[Begin Data records]

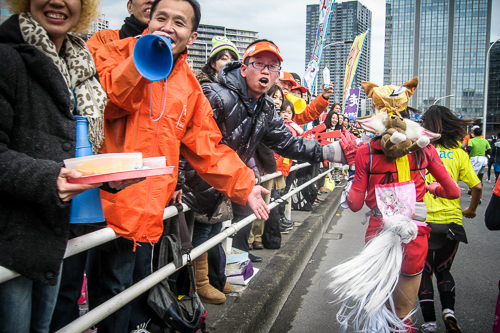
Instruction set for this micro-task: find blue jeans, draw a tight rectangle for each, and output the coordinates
[87,238,154,333]
[0,275,60,333]
[191,222,222,247]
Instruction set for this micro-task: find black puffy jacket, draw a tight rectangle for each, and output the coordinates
[179,61,323,215]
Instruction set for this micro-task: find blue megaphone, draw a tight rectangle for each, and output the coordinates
[134,35,174,81]
[69,116,105,223]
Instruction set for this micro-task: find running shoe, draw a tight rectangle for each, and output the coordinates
[443,309,462,333]
[420,323,436,333]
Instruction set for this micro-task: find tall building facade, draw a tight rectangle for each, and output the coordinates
[187,24,259,72]
[384,0,492,118]
[0,0,10,24]
[486,42,500,137]
[305,1,372,115]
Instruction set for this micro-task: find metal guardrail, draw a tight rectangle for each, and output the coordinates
[0,163,333,333]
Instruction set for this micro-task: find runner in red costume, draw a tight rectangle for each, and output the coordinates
[329,78,460,332]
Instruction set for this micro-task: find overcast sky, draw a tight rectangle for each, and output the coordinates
[101,0,500,85]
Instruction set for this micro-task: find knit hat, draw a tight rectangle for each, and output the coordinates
[209,36,240,60]
[243,41,283,62]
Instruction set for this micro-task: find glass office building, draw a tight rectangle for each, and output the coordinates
[305,1,372,111]
[384,0,491,118]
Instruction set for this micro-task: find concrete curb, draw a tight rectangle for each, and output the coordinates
[210,187,343,333]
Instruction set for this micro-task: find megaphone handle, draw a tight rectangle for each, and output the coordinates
[149,79,167,121]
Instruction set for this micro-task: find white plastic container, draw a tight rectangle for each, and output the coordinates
[63,153,142,176]
[142,156,167,169]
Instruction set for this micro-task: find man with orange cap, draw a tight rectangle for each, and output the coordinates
[190,39,351,260]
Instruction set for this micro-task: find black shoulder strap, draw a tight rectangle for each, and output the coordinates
[175,203,193,253]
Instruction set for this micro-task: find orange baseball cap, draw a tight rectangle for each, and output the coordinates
[279,71,298,87]
[292,86,307,94]
[243,41,283,61]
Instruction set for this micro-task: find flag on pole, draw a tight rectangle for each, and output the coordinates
[304,0,335,91]
[342,29,370,109]
[344,88,359,118]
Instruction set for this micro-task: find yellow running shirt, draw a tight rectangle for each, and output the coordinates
[424,146,480,225]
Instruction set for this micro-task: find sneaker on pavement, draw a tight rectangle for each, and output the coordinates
[420,323,436,333]
[443,309,462,333]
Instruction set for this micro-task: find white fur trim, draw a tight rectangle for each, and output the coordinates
[326,215,418,333]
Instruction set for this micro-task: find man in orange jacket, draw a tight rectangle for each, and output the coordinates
[85,0,269,333]
[50,0,153,332]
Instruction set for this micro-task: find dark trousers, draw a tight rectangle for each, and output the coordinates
[50,223,106,332]
[233,212,252,252]
[87,238,154,333]
[418,239,459,322]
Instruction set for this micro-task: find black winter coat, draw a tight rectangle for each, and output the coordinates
[179,61,323,216]
[0,15,76,285]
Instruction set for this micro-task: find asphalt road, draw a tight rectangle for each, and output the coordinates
[270,183,500,333]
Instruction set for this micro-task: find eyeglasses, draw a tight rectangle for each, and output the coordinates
[249,61,281,72]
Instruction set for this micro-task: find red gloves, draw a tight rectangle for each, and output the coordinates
[340,131,358,166]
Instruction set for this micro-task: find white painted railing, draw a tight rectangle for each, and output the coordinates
[0,163,332,333]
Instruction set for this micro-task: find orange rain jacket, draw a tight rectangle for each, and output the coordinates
[94,37,255,242]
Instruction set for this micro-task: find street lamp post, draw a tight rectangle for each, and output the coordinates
[432,95,455,105]
[483,39,500,137]
[314,40,353,96]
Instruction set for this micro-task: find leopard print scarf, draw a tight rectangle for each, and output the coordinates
[19,13,107,154]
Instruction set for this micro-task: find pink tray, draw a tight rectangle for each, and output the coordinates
[68,166,175,184]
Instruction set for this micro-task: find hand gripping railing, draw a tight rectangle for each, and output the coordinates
[0,163,332,333]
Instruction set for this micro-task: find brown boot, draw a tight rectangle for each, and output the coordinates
[193,252,226,304]
[222,281,233,294]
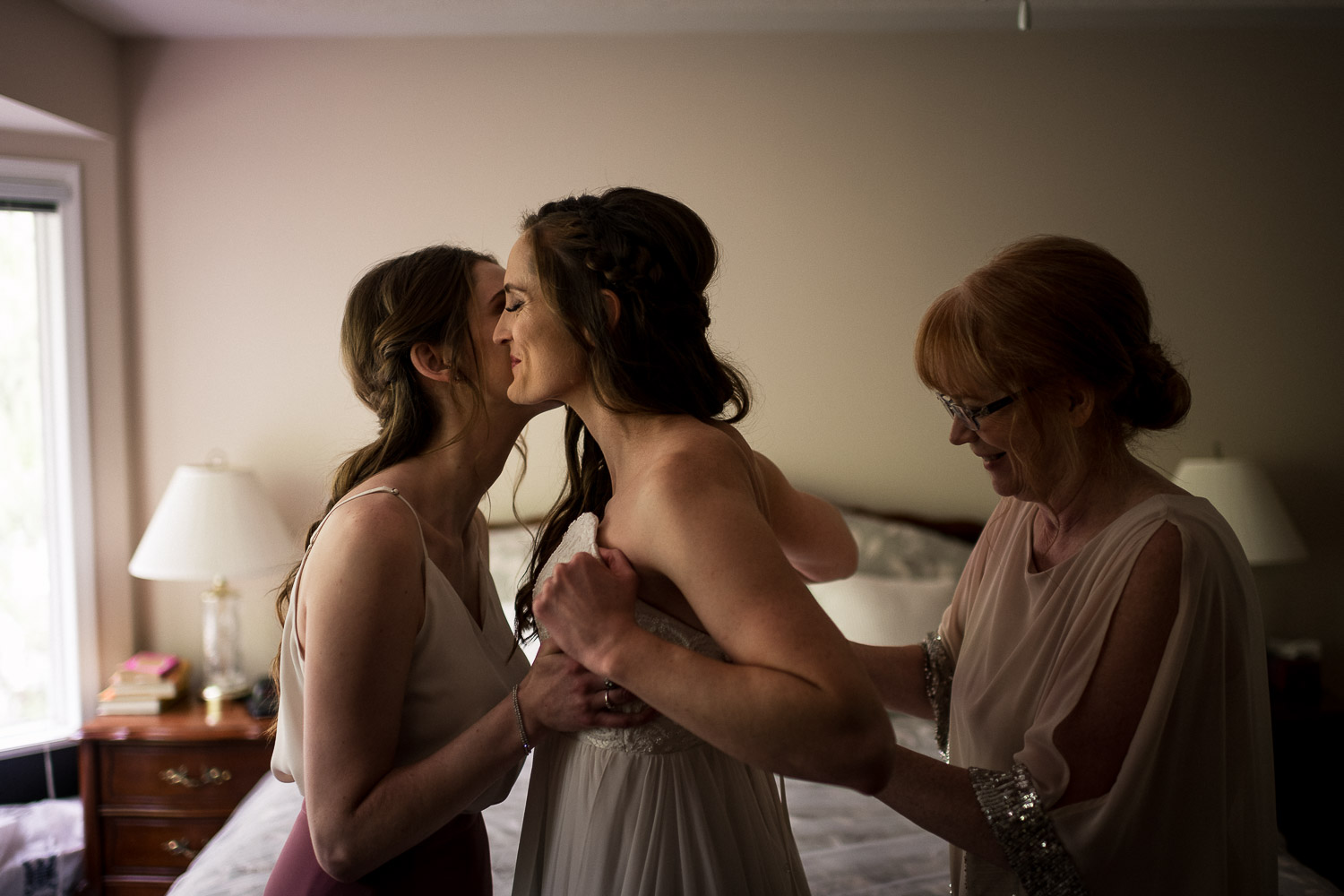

[End Data records]

## Set problem
Recast the rows, starting at the first one and ending at the line containing "[101,0,500,85]", as a two-column CSV with the headers instruction and boxes. Each instruction gets one CSV line, with the instruction and its coordinates each in a single quoted field and line breaks replaced by spaces, and the pictures are left out.

## Answer for the task
instruction,boxes
"Instruction set for this micro-task: find blue jeans, draw a tight rectangle for each, and output the coordinates","[87,238,154,333] [0,275,60,333] [191,222,222,247]"
"Instruction set for this micro-task: find black puffy jacket, draw a tight rectangle for each, and output the coordinates","[179,61,323,215]"
"Instruction set for this micro-task: find blue megaphone, draw a tight rectangle for each, and output the coordinates","[134,35,174,81] [69,116,105,223]"
"Instruction set for this micro-task: find running shoe, draw a tight rectangle for each, and output the coordinates","[443,309,462,333] [420,323,436,333]"
"Instruction set for this micro-task: find tall building facade, draw a tight rectangle for each, and output the coordinates","[187,24,259,72] [384,0,492,118] [0,0,10,24] [486,42,500,137] [305,1,372,115]"
"Instruction set for this micro-task: find metal guardrail, draw a tight rectangle for each, and output the coordinates","[0,163,333,333]"
"Instruction set for this micro-task: find runner in red costume, draw a tight rectangle for each, and output the coordinates","[329,78,460,332]"
"Instruction set for this micro-task: find overcast sky, draw a tight rectangle for each, and output the coordinates","[101,0,500,85]"